**Document segment:**
******************************
Bruce Bradley spent 34 years with Landmark Communications. He is the former publisher of The Virginian-Pilot and one-time president of Landmark's publishing division. He currently serves on the boards of the Chesapeake Bay Foundation, the Hampton Roads Community Foundation and ACCESS College Foundation. He is also on the Gordon-Connell Theological Seminary's Board of Trustees and Old Dominion University's Board of Visitors.

Carole Tarrant

Carole Tarrant is the former editor of The Roanoke Times and served on the Associated Press Managing Editors national board. After leading the Roanoke newsroom during the Virginia Tech shootings, she was recognized with a Mimi Award from the Dart Center for Trauma and Investigative Journalism. She started her journalism career as an intern at The Daily Press in Newport News and today administers Virginia’s largest “free college” program at Virginia Western Community College.

Katrice Hardy

Hardy, a Baton Rouge, La.-native, is South Region editor for Gannett. She previously served as managing editor of The Virginian-Pilot based in Norfolk, Virginia, where she worked for two decades. During her time in Norfolk, Hardy has served roles on the watchdog and enterprise beats, as well as metro editing positions. Under her leadership, the newspaper won several state and national honors, including state FOIA and Virginia Press Association awards. Other recognition came from the Mayborn Literary Nonfiction Writers Conference and the National Education Writers Association.

Michael Morisy

Morisy is co-founder and chief executive of MuckRock, a collaborative, nonprofit news site focused on bringing transparency to government. Morisy was previously an editor at the Boston Globe, where he launched the paper's technology vertical. He was a 2014-15 John S. Knight Journalism Fellow at Stanford University and a 2012-13 Edmond J. Safra Center for Ethics Network Fellow at Harvard University. He graduated in 2007 from Cornell University with a degree in English.

Larry “Bud” Meyer

A career editor, newsman and nonprofit leader, he is co-founder and chair of Foothills Forum, a community news organization in Rappahannock County, Va. Bud served as vice president and secretary at the Knight Foundation for 14 years. He spent the previous two decades in Florida print journalism, including 14 years at The Miami Herald as an editor and member of the executive team. A strategic communications consultant for foundations and nonprofits, Bud is also founder of Morningside Press and author of the award-winning environmental novel Mother Fracker.



Academic advisory board

Battinto Batts: Walter Cronkite School of Journalism and Mass Communication atArizona State University

Battinto L. Batts Jr. is the dean, a professor and an award-winning journalist and educator with deep experience in philanthropy and nonprofit administration. He recently served as director of journalism strategies for the Scripps Howard Foundation in Cincinnati, Ohio. Batts holds a doctorate in higher education management from Hampton University, a master’s degree in media management from Norfolk State University and a bachelor’s degree in mass communications from Virginia Commonwealth University.

William (Bill) Kovarik: Radford University

William (Bill) Kovarik, PhD, teaches science journalism, media history, media law, digital imaging and environmental history at Radford University. His research is located at the intersection of history, communications and the environment. Kovarik’s background as a professional journalist has involved reporting positions with The Associated Press, The Baltimore Sun, The Post and Courier in Charleston, S.C. and with columnist Jack Anderson. Kovarik has also served on the board of Appalachian Voices and as an academic representative on the board of directors of the Society of Environmental Journalists.
******************************
**Written tasks:**
- A) Can you return the part of the board biographies from "Battinto Batts: Walter" to "Virginia Commonwealth University."?
- B) Answer these questions using the board biographies:
(i) How many years did Bruce Bradley spend with Landmark Communications?
(ii) In what year did Michael Morisy graduate from Cornell University?
(iii) Which university granted Battinto L. Batts Jr. his doctorate?
The material that comes next is separate from the board biographies.
******************************
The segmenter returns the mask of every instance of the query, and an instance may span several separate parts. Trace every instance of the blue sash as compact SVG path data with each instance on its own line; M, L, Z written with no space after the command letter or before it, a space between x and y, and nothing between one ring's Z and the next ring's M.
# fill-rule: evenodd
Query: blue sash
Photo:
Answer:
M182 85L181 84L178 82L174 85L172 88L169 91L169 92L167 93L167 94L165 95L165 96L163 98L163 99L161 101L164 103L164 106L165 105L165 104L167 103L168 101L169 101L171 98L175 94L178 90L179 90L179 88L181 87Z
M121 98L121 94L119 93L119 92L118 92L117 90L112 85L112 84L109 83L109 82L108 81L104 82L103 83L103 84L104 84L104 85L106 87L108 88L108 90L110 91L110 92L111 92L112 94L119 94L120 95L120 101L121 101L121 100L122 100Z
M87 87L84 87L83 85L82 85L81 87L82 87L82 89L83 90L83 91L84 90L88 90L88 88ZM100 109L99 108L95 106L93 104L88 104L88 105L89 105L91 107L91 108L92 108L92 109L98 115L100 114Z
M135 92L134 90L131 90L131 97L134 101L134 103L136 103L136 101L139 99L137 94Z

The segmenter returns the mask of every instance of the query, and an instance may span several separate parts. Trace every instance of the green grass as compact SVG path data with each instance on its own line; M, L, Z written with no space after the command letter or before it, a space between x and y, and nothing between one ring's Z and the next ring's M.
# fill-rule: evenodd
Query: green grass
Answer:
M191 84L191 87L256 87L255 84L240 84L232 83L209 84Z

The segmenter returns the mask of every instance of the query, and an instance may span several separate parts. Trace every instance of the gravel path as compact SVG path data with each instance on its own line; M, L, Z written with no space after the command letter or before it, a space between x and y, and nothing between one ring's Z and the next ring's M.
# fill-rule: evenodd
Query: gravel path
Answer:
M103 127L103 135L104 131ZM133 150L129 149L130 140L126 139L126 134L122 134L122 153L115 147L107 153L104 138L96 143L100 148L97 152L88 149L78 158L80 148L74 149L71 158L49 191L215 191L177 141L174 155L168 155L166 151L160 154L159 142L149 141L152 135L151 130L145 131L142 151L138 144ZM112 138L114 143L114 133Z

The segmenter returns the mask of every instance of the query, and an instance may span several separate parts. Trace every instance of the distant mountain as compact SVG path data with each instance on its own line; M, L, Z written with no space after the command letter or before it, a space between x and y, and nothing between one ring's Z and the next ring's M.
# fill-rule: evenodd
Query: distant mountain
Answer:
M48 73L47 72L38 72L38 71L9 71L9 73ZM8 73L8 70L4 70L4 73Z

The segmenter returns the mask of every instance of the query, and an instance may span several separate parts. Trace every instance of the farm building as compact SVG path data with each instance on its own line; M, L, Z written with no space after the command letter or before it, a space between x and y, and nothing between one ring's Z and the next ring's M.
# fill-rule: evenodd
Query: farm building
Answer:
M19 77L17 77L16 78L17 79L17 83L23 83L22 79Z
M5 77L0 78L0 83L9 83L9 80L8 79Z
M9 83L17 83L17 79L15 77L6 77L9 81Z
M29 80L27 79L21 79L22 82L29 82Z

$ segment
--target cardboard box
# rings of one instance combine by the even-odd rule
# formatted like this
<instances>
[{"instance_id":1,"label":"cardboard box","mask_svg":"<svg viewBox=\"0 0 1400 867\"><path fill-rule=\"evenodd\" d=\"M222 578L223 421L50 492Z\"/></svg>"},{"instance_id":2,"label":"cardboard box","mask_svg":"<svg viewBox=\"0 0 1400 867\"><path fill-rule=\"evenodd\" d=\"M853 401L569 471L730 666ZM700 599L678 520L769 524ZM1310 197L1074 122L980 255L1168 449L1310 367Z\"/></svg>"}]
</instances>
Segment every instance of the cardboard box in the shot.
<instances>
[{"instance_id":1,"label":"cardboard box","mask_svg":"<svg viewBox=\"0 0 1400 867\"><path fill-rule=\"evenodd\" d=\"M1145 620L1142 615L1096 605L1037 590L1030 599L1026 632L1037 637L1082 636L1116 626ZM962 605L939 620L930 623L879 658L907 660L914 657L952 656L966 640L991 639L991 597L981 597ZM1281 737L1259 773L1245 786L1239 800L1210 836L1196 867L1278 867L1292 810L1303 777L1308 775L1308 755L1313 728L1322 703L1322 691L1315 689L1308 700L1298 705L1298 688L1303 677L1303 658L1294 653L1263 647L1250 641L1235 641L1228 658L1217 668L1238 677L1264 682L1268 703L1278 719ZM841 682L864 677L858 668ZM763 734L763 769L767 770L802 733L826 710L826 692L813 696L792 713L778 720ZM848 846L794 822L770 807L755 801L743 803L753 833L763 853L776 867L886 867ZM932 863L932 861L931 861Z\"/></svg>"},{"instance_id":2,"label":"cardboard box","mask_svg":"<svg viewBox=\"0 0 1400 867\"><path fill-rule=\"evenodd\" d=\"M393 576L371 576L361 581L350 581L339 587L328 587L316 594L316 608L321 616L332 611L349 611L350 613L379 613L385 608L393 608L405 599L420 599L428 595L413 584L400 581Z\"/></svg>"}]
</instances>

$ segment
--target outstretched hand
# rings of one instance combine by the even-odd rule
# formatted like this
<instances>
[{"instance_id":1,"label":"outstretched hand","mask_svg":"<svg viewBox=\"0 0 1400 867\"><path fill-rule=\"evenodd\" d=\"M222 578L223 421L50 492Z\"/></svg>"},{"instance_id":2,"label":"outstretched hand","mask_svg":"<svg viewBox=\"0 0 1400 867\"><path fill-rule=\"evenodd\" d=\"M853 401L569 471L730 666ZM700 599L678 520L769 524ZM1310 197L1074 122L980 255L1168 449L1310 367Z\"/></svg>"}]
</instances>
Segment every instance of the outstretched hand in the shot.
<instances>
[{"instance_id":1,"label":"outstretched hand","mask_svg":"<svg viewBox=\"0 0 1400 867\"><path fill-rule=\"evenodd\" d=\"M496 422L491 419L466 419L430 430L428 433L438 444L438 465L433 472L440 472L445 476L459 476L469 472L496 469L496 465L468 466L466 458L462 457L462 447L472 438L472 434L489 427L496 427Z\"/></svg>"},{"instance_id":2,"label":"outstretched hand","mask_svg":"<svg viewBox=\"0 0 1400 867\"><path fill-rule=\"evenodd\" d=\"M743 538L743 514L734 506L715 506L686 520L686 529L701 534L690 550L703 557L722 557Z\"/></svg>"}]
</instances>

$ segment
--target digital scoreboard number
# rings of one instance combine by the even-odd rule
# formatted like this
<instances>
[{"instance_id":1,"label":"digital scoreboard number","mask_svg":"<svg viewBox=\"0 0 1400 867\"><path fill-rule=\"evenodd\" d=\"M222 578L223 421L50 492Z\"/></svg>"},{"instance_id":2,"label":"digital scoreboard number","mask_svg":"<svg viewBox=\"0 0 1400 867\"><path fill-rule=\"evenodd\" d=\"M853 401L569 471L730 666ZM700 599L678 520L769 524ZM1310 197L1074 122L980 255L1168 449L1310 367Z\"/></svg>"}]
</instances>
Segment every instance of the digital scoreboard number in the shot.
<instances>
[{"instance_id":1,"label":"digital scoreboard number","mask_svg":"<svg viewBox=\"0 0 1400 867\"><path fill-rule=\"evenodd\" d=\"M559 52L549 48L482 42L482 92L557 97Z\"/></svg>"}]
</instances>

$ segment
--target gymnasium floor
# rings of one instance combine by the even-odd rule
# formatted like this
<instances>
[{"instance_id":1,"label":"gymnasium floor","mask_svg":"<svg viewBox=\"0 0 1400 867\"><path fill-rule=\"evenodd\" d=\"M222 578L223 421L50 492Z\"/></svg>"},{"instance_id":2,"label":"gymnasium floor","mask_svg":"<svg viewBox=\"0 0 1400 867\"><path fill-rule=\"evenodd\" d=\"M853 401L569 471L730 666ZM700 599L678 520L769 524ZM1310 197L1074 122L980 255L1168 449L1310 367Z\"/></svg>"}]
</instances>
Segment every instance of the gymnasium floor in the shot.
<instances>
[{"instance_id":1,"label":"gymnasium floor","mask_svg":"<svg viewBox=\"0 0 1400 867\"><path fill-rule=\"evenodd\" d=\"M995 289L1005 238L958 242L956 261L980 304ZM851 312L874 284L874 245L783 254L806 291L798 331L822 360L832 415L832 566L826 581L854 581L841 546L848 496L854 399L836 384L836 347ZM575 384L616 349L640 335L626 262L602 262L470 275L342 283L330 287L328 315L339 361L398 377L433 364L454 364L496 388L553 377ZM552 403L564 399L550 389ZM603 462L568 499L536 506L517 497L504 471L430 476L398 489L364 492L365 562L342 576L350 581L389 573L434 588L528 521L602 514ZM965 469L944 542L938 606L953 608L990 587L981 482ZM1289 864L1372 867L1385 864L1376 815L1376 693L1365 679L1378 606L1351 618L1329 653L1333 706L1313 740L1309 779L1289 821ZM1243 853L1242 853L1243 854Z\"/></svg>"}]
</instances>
******************************
**Expected responses:**
- A)
Battinto Batts: Walter Cronkite School of Journalism and Mass Communication atArizona State University

Battinto L. Batts Jr. is the dean, a professor and an award-winning journalist and educator with deep experience in philanthropy and nonprofit administration. He recently served as director of journalism strategies for the Scripps Howard Foundation in Cincinnati, Ohio. Batts holds a doctorate in higher education management from Hampton University, a master’s degree in media management from Norfolk State University and a bachelor’s degree in mass communications from Virginia Commonwealth University.

- B)
(i) 34 years
(ii) 2007
(iii) Hampton University